[REQUIRED WORK]
The lines below that include the word "mountain" are to be reported.

[RECORD EXTRACTS]
☆ ☆ ☆ ☆ ☆ ☆ ☆
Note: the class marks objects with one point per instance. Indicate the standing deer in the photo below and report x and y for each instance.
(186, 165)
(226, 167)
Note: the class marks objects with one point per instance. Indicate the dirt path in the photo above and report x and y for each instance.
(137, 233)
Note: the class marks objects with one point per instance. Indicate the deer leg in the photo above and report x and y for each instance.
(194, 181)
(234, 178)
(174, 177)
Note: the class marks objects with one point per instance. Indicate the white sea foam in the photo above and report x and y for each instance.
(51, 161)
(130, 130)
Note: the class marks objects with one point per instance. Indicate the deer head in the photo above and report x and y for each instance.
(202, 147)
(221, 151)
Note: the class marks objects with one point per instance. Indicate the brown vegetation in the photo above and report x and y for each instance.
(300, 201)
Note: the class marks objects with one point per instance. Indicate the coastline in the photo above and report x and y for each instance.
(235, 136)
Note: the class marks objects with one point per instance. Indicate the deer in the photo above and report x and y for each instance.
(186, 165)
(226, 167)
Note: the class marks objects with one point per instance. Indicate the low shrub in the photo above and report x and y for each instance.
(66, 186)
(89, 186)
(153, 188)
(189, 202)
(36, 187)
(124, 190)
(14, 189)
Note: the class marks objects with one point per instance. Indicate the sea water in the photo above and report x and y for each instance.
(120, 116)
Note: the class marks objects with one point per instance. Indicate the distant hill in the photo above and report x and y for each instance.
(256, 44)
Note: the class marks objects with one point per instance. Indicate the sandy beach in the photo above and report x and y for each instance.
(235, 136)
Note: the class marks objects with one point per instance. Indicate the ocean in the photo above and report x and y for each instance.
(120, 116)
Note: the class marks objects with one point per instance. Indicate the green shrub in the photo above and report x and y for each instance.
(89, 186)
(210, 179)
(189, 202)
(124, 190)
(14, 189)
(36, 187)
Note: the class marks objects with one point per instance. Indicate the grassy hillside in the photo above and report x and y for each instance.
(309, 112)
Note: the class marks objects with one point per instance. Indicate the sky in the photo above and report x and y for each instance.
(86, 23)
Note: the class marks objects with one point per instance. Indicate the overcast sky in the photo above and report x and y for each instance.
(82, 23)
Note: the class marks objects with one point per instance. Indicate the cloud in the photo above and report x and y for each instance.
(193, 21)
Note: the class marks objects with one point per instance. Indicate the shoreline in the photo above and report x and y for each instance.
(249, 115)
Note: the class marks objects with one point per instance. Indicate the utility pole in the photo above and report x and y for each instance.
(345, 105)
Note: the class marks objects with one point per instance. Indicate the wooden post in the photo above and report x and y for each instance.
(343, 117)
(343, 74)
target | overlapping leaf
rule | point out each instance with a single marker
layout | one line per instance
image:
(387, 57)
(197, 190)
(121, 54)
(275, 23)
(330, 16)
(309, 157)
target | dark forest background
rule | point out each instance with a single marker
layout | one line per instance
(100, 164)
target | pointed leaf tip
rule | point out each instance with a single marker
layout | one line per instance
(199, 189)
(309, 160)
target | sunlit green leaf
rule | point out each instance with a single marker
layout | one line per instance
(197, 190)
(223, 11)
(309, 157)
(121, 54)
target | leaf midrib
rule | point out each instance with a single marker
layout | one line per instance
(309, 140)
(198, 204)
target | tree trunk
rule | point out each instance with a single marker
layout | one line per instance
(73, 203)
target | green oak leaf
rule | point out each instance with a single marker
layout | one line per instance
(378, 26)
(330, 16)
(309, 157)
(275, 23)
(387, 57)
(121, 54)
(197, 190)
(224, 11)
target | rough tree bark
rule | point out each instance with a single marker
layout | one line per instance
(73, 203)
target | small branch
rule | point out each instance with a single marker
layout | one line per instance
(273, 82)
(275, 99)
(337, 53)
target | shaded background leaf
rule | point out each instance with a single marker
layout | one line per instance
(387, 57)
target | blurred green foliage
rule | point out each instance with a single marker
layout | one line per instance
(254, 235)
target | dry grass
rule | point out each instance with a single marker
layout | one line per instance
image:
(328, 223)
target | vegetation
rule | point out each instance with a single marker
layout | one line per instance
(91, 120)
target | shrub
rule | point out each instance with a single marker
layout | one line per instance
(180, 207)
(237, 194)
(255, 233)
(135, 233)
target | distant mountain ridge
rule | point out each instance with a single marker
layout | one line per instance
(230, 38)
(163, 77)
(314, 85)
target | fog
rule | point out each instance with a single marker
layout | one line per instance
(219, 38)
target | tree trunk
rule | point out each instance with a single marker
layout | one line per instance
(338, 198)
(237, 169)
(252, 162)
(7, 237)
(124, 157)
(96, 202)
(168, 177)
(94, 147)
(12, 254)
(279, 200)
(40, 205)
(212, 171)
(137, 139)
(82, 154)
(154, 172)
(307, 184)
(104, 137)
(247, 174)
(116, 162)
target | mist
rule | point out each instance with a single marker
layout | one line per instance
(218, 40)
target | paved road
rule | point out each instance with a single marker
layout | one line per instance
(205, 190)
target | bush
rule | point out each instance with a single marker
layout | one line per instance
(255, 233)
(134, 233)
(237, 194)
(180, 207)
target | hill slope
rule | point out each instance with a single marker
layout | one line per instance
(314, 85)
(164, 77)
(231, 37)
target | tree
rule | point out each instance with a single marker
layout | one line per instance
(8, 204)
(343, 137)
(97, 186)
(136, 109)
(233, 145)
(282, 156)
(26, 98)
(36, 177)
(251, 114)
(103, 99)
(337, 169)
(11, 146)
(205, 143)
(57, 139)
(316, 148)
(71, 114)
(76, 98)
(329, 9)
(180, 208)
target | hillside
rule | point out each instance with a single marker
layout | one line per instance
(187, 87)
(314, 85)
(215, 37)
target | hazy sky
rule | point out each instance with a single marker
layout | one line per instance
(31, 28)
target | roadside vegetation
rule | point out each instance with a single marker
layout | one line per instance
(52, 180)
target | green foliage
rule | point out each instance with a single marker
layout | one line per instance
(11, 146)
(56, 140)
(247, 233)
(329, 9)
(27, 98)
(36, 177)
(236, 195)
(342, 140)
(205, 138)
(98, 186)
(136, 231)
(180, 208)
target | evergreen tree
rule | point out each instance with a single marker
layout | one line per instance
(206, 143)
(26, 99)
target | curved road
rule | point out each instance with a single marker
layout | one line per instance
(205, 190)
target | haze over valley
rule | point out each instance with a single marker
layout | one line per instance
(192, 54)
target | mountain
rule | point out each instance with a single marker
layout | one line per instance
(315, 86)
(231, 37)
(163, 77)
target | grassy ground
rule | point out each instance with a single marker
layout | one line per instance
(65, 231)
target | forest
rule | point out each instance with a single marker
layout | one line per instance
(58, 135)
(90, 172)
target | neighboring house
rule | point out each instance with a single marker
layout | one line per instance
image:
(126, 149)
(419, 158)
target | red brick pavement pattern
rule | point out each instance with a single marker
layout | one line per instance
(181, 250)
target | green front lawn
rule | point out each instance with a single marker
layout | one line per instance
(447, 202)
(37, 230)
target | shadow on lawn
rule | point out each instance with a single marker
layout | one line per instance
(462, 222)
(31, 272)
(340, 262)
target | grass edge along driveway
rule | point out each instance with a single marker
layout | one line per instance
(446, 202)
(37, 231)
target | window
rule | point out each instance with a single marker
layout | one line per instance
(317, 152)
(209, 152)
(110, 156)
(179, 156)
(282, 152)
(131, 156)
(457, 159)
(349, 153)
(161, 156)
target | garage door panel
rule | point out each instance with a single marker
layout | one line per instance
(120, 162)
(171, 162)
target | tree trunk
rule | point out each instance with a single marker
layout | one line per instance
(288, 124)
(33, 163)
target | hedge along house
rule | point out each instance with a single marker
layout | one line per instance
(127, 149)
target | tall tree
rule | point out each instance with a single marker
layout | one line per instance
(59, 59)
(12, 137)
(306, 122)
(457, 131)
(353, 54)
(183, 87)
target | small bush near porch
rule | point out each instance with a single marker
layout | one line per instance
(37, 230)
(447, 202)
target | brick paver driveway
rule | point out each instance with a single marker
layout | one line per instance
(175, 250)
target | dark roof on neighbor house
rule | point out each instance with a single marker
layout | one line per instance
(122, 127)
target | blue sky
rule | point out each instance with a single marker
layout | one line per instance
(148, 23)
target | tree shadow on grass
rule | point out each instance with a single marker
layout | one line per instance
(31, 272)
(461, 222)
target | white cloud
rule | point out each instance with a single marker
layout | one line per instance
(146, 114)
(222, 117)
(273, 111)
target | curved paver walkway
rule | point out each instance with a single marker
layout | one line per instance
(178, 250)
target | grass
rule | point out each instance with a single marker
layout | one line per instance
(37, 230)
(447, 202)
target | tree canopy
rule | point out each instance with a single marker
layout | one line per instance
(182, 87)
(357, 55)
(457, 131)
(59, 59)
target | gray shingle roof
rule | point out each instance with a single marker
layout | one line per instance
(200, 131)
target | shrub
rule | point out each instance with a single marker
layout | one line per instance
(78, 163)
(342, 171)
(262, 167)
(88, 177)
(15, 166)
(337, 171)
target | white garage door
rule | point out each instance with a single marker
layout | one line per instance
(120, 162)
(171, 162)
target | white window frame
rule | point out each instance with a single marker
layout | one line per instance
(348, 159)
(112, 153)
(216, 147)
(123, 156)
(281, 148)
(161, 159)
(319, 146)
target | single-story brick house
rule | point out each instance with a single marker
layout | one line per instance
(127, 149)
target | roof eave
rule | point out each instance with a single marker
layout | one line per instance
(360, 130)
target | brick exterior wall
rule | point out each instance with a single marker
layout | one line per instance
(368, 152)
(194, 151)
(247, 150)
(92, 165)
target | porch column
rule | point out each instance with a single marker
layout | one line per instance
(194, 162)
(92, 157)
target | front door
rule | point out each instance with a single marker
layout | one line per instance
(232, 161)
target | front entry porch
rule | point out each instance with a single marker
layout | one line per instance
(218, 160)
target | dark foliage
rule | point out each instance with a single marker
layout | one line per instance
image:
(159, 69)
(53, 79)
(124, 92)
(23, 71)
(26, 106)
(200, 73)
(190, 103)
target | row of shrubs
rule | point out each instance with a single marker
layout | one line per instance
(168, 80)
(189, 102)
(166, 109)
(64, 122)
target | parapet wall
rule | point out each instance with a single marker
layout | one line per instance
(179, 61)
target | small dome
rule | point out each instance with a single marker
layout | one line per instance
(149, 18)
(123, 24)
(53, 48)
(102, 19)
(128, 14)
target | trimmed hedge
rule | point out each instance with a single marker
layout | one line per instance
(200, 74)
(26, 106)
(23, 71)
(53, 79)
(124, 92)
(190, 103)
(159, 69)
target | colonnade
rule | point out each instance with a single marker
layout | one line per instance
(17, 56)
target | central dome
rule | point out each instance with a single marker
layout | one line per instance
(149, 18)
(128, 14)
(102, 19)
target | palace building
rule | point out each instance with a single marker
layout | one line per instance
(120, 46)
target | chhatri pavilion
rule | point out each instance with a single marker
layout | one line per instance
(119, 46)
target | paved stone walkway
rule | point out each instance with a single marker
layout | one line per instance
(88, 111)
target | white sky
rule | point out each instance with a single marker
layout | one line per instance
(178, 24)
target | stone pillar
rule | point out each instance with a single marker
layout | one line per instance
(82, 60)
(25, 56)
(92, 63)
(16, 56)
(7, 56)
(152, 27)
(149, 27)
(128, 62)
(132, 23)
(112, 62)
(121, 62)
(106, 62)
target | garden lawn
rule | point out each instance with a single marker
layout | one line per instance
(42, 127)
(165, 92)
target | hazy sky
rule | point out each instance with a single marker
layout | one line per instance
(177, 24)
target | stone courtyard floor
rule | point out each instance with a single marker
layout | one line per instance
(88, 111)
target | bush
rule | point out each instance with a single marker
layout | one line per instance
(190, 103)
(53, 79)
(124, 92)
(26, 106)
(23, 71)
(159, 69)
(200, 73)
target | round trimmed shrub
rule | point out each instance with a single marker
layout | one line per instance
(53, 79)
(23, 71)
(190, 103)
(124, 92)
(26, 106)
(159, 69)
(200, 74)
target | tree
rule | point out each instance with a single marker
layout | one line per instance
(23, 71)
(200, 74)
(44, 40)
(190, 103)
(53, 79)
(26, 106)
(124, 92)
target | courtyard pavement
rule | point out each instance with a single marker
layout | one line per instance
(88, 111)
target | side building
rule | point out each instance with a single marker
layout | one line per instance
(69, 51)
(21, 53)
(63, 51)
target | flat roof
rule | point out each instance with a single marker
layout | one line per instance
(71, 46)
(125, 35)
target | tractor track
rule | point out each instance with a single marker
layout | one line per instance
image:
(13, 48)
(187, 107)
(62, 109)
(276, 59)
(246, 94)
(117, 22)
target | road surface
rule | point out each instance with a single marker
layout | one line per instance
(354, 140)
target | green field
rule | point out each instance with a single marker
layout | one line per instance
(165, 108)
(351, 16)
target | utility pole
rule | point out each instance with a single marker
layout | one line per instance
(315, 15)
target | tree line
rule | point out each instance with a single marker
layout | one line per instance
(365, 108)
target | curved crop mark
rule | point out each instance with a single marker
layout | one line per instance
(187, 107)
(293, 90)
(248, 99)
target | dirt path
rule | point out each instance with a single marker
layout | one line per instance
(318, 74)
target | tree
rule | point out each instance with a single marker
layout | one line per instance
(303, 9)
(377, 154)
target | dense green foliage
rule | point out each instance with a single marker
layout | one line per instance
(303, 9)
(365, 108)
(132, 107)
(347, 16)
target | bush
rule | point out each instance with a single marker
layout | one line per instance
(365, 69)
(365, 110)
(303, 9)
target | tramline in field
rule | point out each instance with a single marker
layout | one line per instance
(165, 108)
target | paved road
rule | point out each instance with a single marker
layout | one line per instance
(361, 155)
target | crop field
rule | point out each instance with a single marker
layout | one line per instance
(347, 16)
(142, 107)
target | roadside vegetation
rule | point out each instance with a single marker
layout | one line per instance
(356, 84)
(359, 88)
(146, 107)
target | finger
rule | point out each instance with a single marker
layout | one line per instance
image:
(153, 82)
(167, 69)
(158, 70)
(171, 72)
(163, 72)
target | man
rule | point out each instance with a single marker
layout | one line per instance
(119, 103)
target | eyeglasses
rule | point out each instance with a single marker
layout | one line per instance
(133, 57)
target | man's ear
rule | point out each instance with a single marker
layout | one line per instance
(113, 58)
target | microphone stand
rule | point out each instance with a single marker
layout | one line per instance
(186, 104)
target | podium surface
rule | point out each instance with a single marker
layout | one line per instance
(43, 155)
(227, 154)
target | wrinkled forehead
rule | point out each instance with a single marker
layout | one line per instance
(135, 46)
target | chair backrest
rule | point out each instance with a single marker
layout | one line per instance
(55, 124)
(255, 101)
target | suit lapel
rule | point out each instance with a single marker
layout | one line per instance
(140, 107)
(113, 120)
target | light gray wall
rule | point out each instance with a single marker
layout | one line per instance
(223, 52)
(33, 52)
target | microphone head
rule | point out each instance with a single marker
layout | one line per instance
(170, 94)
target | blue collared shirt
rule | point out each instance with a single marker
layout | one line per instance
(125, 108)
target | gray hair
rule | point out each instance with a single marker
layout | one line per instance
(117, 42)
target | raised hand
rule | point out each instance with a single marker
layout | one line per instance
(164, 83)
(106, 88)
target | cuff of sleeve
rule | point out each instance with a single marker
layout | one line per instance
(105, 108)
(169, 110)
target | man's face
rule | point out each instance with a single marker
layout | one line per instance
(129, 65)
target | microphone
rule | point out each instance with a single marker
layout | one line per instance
☆ ☆ ☆ ☆ ☆ ☆ ☆
[SOLUTION BELOW]
target | distant mountain ridge
target | mountain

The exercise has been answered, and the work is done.